INSTRUCTIONS FOR THE TASK:
Lay out the lines from the start of the records through the line containing "69], [251, 71]]", both included, as a two-column CSV with the headers text and answer, one row per text with its answer, each in a single quoted field with line breaks replaced by spaces. Leave the picture out of the answer.

+++ MATERIAL FOR THIS TASK +++

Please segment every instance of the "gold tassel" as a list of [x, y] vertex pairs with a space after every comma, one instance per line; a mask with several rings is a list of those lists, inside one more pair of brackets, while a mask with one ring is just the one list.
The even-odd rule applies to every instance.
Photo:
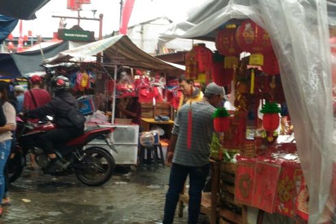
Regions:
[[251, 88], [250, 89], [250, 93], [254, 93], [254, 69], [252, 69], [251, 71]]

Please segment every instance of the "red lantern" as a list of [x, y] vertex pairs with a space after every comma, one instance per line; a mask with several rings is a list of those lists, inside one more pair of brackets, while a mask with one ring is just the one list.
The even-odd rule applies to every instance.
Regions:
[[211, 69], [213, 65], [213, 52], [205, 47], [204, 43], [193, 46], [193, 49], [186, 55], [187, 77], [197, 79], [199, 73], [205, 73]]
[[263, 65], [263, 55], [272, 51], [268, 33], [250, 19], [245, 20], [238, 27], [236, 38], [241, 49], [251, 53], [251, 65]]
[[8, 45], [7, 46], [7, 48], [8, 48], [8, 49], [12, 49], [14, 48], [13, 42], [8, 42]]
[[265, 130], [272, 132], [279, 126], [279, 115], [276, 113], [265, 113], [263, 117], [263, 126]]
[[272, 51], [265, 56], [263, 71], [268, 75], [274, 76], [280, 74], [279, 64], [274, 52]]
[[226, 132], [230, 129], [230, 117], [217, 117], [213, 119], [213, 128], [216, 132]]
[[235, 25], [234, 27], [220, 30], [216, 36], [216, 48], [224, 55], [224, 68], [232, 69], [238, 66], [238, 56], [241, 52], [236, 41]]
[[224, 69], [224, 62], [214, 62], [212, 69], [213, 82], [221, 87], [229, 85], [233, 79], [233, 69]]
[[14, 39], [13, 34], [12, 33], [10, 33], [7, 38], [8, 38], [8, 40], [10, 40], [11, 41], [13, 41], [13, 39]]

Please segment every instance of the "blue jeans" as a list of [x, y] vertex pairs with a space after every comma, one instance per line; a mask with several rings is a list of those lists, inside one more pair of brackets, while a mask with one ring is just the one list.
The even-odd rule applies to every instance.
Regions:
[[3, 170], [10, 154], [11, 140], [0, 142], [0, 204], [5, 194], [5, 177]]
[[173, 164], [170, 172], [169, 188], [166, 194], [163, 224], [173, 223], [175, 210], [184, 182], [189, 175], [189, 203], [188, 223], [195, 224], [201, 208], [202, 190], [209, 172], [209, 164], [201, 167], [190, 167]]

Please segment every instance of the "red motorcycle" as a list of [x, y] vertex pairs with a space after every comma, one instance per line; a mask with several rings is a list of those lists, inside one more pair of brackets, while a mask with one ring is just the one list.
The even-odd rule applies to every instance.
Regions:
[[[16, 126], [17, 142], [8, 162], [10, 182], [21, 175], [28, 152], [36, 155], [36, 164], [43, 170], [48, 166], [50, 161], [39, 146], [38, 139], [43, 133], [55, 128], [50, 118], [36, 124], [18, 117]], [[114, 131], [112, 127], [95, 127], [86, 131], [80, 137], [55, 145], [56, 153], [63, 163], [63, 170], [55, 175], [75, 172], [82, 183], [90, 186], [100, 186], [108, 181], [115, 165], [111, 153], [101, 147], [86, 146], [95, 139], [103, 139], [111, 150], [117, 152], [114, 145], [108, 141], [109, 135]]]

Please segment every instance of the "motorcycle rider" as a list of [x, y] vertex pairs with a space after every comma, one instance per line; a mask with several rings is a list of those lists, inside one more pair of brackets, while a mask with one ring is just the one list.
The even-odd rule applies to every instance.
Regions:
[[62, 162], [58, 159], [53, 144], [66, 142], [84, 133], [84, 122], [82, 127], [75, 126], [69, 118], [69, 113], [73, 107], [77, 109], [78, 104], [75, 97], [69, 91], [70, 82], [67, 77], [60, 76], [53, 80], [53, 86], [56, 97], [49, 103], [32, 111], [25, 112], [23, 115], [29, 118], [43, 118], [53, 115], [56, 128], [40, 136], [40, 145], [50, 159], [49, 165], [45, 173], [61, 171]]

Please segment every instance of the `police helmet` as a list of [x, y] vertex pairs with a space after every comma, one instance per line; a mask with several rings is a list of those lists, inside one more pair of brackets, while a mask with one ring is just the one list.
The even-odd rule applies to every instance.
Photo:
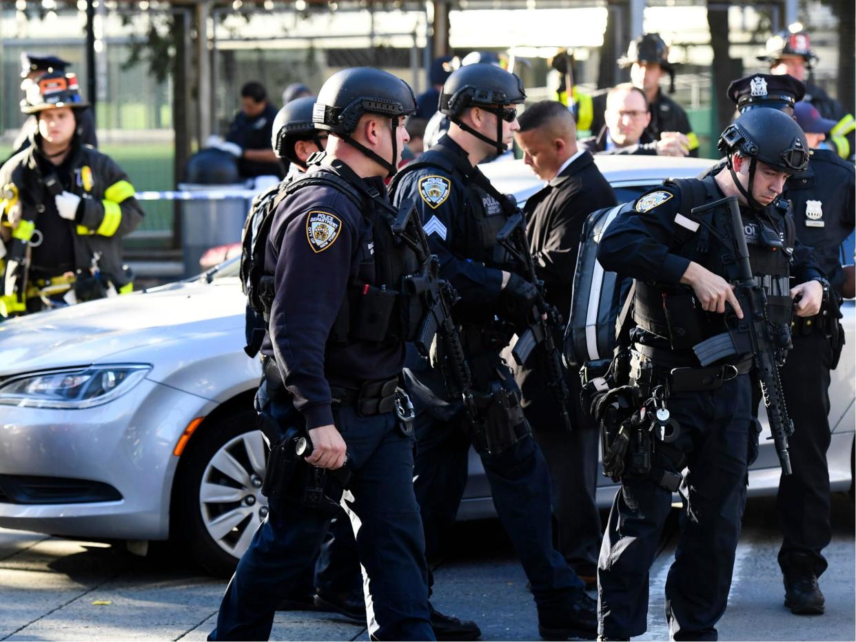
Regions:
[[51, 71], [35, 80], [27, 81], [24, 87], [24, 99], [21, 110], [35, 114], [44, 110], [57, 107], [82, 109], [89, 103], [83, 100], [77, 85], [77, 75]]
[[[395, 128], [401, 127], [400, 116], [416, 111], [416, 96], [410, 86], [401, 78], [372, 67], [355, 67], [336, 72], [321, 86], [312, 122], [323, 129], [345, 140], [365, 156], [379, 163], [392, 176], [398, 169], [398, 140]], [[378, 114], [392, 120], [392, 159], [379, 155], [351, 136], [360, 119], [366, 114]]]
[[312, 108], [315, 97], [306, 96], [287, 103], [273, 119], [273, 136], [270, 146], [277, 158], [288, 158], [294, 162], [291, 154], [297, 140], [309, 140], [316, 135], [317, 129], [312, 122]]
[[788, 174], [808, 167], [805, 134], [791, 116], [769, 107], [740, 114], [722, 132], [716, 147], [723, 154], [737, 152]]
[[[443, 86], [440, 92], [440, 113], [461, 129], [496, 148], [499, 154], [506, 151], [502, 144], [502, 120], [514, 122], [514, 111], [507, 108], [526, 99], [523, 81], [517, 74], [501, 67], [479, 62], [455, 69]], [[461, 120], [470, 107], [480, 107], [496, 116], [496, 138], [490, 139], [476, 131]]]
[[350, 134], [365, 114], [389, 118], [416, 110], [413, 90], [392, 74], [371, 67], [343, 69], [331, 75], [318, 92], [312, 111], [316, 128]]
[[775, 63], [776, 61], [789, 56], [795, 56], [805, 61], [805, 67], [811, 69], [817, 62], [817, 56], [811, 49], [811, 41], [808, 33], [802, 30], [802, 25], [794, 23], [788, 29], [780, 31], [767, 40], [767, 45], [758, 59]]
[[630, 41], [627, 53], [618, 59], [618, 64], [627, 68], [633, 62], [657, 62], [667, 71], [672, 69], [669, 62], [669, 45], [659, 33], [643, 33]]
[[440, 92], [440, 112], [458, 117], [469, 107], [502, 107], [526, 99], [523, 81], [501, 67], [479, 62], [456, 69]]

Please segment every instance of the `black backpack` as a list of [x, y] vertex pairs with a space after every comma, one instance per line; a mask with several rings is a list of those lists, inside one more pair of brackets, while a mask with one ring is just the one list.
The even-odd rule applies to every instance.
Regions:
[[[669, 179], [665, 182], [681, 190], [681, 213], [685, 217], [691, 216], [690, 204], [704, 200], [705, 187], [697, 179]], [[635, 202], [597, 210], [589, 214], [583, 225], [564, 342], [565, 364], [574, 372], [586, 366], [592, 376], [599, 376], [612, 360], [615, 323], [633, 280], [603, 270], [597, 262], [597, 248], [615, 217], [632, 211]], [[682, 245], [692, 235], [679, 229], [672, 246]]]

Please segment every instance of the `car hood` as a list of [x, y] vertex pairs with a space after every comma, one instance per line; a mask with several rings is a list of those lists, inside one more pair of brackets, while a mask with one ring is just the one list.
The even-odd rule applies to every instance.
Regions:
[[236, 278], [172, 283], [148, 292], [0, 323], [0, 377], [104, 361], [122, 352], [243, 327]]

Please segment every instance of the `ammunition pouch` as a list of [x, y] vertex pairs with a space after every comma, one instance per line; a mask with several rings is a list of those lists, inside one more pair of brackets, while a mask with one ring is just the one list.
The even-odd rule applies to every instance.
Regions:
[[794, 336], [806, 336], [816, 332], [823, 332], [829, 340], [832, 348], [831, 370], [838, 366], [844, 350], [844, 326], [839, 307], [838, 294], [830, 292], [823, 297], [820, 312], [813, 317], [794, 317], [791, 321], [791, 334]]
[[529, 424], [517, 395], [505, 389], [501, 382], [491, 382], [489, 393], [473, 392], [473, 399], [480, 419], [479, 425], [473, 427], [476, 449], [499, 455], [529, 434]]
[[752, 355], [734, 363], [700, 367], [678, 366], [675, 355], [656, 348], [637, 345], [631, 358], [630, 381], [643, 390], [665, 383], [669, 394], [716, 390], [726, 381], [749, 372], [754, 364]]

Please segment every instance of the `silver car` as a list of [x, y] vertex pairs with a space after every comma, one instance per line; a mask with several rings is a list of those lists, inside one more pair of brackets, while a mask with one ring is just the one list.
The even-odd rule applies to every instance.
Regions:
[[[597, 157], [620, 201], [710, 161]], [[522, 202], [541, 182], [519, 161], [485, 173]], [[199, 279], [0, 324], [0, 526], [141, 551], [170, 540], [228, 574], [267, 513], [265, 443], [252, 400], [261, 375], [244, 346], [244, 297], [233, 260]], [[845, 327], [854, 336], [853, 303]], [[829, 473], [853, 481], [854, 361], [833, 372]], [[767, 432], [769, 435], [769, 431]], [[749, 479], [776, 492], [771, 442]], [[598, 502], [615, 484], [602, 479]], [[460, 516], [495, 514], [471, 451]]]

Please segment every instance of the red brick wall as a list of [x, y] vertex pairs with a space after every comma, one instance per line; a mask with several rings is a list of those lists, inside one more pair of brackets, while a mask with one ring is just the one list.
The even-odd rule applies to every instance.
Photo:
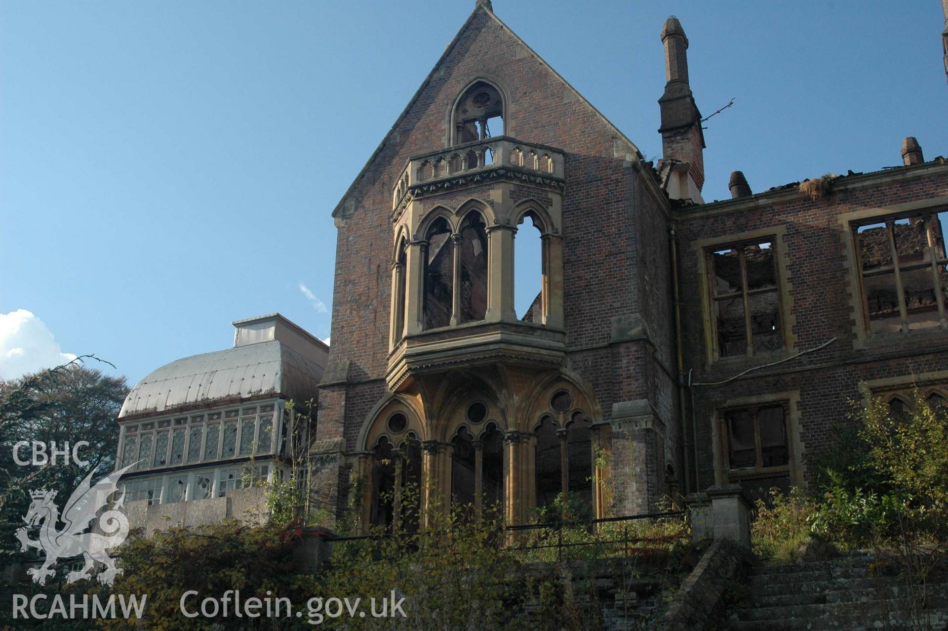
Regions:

+++

RESULT OF THIS EXERCISE:
text,answer
"Please segment every instance of the ""gold tassel"" as a list of [x, y] vertex pairs with a space after every comma, one instance per line; a mask with several rings is a list of those lists, inside one more pair of brackets, while a mask with one ring is just the one list. The even-odd rule applies to every instance. Photo: Regions:","[[251, 88], [250, 89], [250, 93], [254, 93], [254, 69], [252, 69], [251, 71]]"